*Problem to work on*:
Look below for the line with "ring rule: even-odd", then repeat it and all lines after it, exactly, minus any pictures.

Segmentation mask data
· · · · · · ·

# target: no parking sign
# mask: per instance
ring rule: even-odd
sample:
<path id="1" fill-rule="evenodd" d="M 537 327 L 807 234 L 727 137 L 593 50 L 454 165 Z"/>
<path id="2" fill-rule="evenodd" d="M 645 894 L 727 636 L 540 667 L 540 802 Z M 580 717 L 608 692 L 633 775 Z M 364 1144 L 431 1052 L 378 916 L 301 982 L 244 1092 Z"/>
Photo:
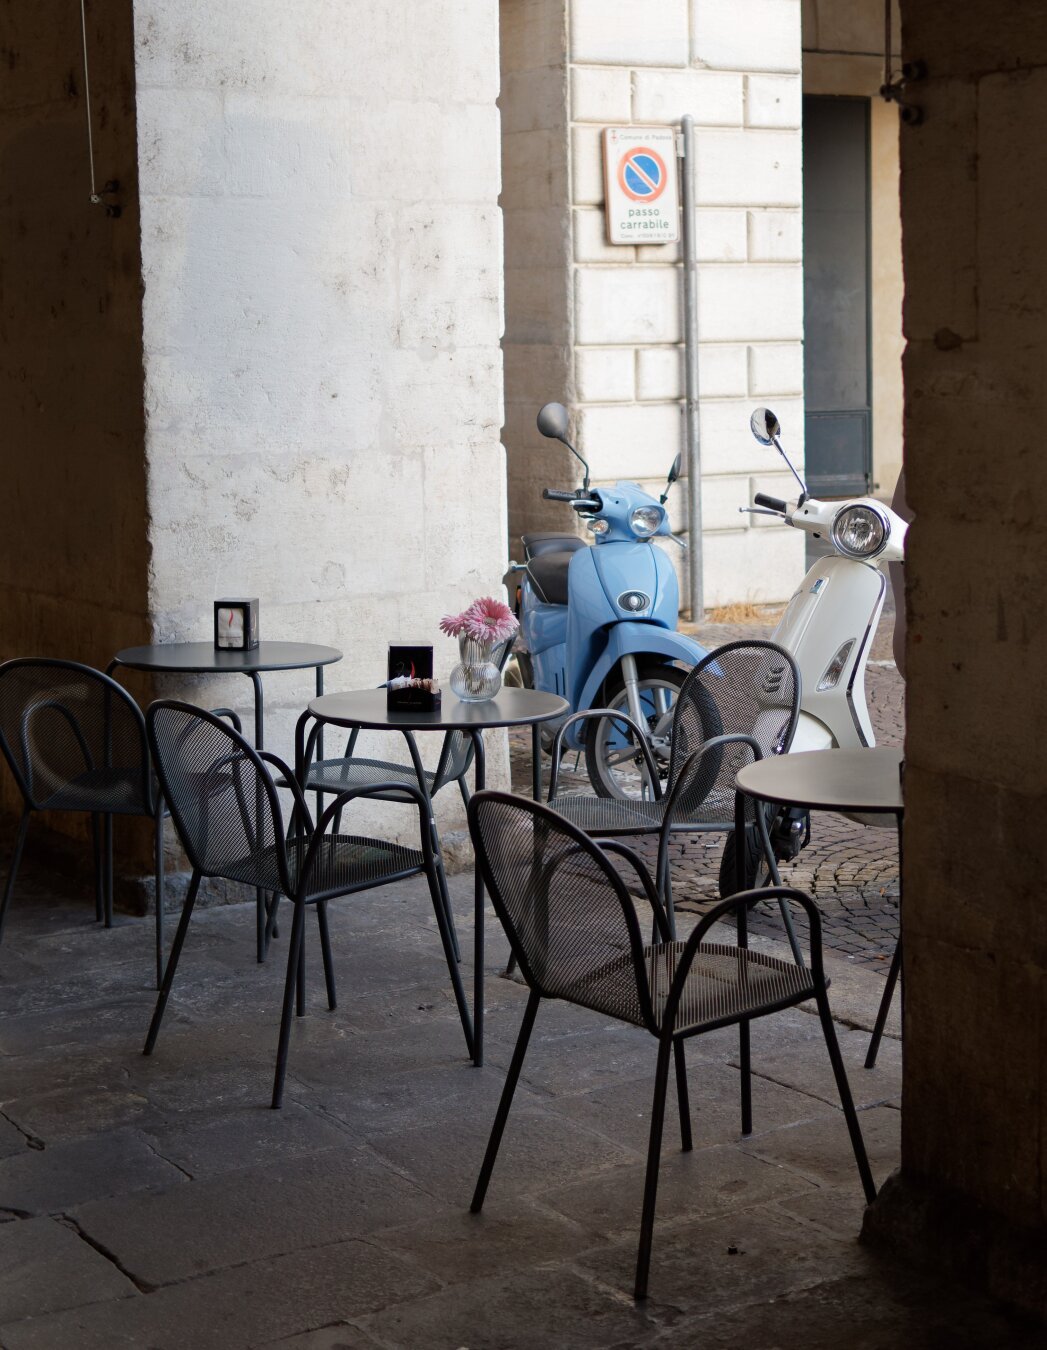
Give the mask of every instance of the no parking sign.
<path id="1" fill-rule="evenodd" d="M 603 174 L 610 243 L 676 243 L 680 198 L 675 127 L 605 127 Z"/>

· · · · · · ·

*Exercise solution*:
ring rule: even-odd
sample:
<path id="1" fill-rule="evenodd" d="M 537 327 L 807 234 L 727 137 L 593 50 L 454 165 Z"/>
<path id="2" fill-rule="evenodd" d="M 645 894 L 727 636 L 540 667 L 540 802 Z M 580 717 L 608 692 L 633 775 Z M 364 1144 L 431 1052 L 378 916 L 301 982 L 244 1092 Z"/>
Photo:
Give the mask of every instance of the no parking sign.
<path id="1" fill-rule="evenodd" d="M 603 174 L 610 243 L 676 243 L 680 198 L 675 127 L 605 127 Z"/>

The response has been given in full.